=== TASK STATEMENT ===
Omitting the pictures, output all of the records precisely as written.

=== DATA EXCERPTS ===
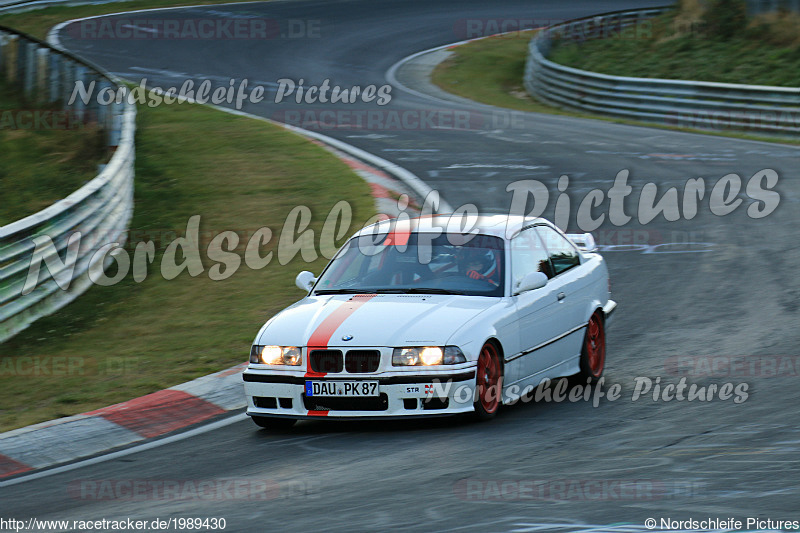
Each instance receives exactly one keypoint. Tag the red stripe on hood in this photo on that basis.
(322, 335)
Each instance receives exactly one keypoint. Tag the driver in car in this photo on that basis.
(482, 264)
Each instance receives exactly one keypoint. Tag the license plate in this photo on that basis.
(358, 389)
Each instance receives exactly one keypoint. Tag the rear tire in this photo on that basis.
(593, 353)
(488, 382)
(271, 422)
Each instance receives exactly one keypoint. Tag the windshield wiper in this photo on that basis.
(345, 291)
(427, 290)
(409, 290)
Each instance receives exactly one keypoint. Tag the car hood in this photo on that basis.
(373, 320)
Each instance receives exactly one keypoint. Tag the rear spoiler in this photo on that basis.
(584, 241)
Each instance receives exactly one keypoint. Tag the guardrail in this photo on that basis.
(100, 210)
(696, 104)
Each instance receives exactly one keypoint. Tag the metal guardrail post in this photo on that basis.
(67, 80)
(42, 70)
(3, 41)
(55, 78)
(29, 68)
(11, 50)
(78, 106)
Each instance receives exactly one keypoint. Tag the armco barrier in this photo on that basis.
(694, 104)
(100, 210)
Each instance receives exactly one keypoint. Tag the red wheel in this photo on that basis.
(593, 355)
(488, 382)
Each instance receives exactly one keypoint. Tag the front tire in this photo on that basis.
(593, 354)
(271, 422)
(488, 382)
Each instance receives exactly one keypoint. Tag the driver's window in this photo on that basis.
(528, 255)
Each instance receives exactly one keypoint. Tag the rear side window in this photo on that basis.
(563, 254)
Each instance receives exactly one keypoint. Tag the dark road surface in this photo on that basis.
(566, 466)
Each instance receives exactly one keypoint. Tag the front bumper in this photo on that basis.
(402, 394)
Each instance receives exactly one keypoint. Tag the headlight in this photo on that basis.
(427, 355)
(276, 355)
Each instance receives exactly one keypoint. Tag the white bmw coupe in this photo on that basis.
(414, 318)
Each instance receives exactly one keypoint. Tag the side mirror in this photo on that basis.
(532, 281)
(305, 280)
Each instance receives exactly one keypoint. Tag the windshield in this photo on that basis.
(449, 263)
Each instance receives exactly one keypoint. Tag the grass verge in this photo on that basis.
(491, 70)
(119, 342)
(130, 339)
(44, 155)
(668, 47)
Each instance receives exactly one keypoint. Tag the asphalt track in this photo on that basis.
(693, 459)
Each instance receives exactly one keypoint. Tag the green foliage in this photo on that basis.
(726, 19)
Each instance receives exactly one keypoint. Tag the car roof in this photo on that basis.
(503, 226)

=== WRITTEN RESPONSE ===
Each instance receives exactly one keypoint. Tag the red stripe on hood in this photo on that basis.
(322, 335)
Each instance receives exactly one keypoint. Tag the driver in car in this photo on that basis.
(482, 264)
Each instance receives exactly one keypoint. Tag the license plate in this photo on that basis.
(358, 389)
Each instance receives exactly one keypoint. Tag the rear tire in this photo on that basis.
(593, 353)
(488, 382)
(271, 422)
Each instance receives exactly one keypoint. Tag the windshield wiper in this photo on that basis.
(345, 291)
(427, 290)
(409, 290)
Each instance receives exactly one keypoint. Tag the car hood in this photo on that basis.
(373, 320)
Each instance receives exactly one keypoint. Tag the rear spoiler in this photo on that basis.
(584, 241)
Each instance receives exactly one keypoint. Tag the guardrail in this photo on that basis.
(100, 210)
(696, 104)
Each instance receives exactly one keypoint. Tag the metal guardrail post in this photo on that basis.
(67, 80)
(42, 70)
(3, 41)
(55, 78)
(29, 68)
(11, 50)
(78, 106)
Each instance receives exactly one keypoint. Tag the armco barrier in this photo on that basis.
(694, 104)
(100, 210)
Each instance receives exactly one keypoint. Tag the red wheel in this photo on that basis.
(593, 355)
(488, 382)
Each instance receives exactly one keypoint. Tag the front tire in this photo on that basis.
(593, 354)
(271, 422)
(488, 382)
Each instance receives exactly one keypoint. Tag the driver's window in this photo on that basis.
(528, 255)
Each instance receives exactly one keypoint. Tag the rear side window in this photo on that basis.
(563, 254)
Each instance receives exactly one keypoint. Tag the dark road surface in this photo on that basis.
(566, 466)
Each instance receives exactly one keypoint. Tag the front bumper in this photo on that basis.
(402, 394)
Each instance receives exactly one keypoint. Tag the headlight in this photo on that basis.
(427, 355)
(276, 355)
Each instance receives exactly one keypoint. Tag the white bmw coupe in this photo on that basis.
(414, 318)
Each instance receives exactly one keypoint. Tag the side mirror in this photo on that basis.
(532, 281)
(305, 280)
Each instance receives exactly one keypoint. Tag the windshield in this photo on that basis.
(449, 263)
Each instance receives exactly one keypoint. Tag the grass verge in this photo on that basis.
(491, 70)
(119, 342)
(130, 339)
(44, 155)
(668, 47)
Each instance receives exactly one keypoint. Tag the asphalt track in this photo on that basis.
(693, 459)
Each instance receives exactly one keypoint. Tag the green foliage in this photo on that basis.
(726, 19)
Each instance receives exactly one keypoint. Tag the car roof in this photo on that basis.
(503, 226)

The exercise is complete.